(Instructions for the task):
Rewrite every line of the records below, swapping "Single out" for "Outline" wherever it occurs and keeping everything else the same. Omit the pictures from your answer.

* BEGIN *

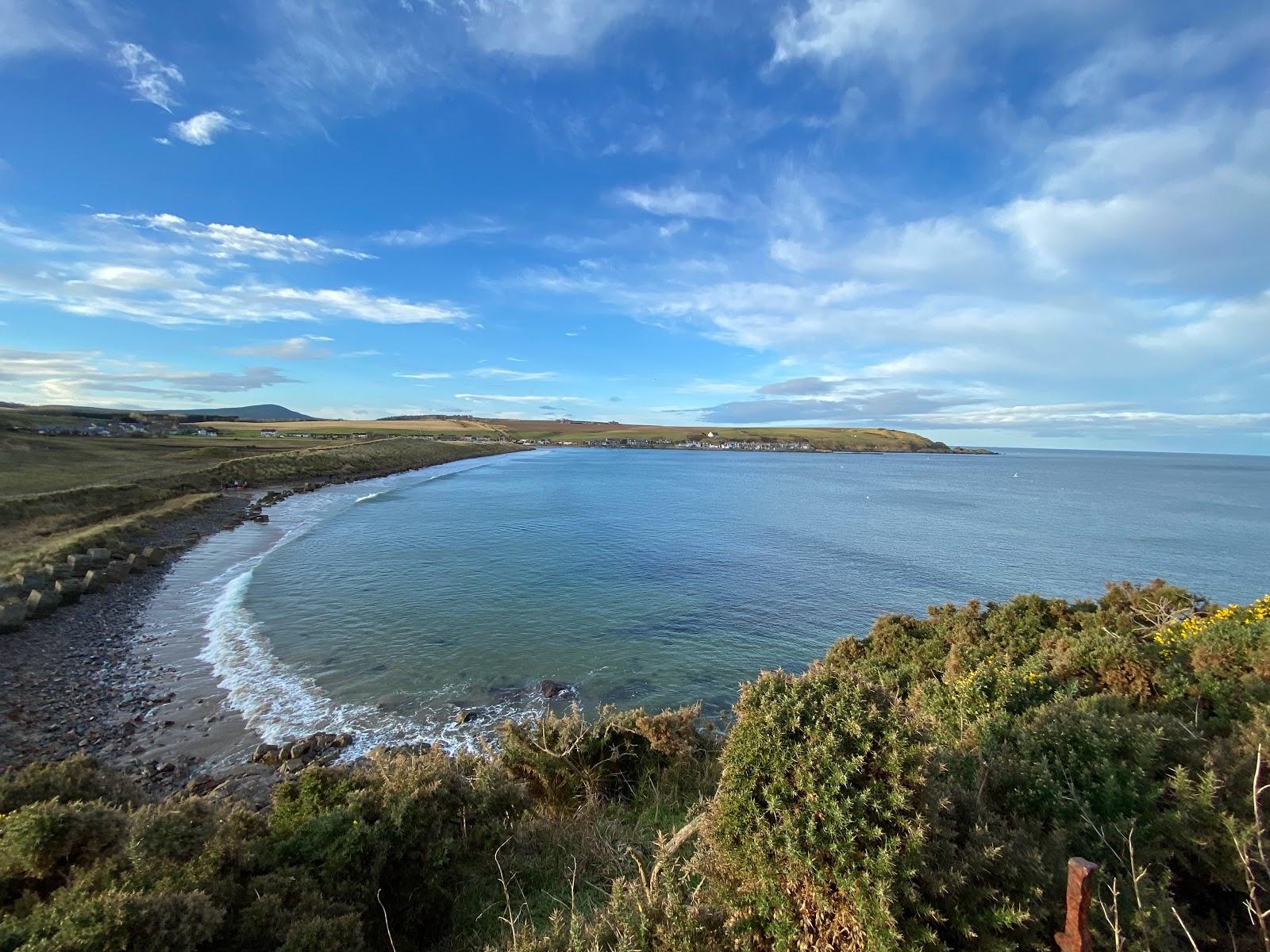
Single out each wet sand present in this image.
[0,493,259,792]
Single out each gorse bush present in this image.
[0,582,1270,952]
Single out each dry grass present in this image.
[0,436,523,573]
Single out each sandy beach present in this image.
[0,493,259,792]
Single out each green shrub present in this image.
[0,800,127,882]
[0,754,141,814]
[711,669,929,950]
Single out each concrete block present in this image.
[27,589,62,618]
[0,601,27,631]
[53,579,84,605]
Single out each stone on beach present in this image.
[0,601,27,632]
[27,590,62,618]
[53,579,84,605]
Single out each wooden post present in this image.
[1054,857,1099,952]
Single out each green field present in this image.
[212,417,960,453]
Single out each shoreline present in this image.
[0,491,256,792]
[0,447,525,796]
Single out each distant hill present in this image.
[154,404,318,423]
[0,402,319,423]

* END *

(Task answer):
Outline each wet sand present in this image.
[0,493,259,792]
Outline each gorse bush present in this image.
[0,582,1270,952]
Outline each dry grass present in this image.
[0,436,523,573]
Outline each sandy beach present in this image.
[0,493,259,792]
Outline each green shrub present in this image.
[0,800,127,882]
[0,754,141,814]
[711,669,929,950]
Outline each concrete block present in this image.
[27,589,62,618]
[0,601,27,631]
[53,579,84,605]
Outline each stone on beach present in this image.
[0,601,27,632]
[27,590,62,618]
[53,579,84,605]
Outline each wooden post present in this image.
[1054,857,1099,952]
Outline each green field present in this image.
[212,417,960,453]
Outline each shoreline present in this image.
[0,491,256,792]
[0,447,525,796]
Outline each distant hill present in this image.
[154,404,318,423]
[0,402,319,423]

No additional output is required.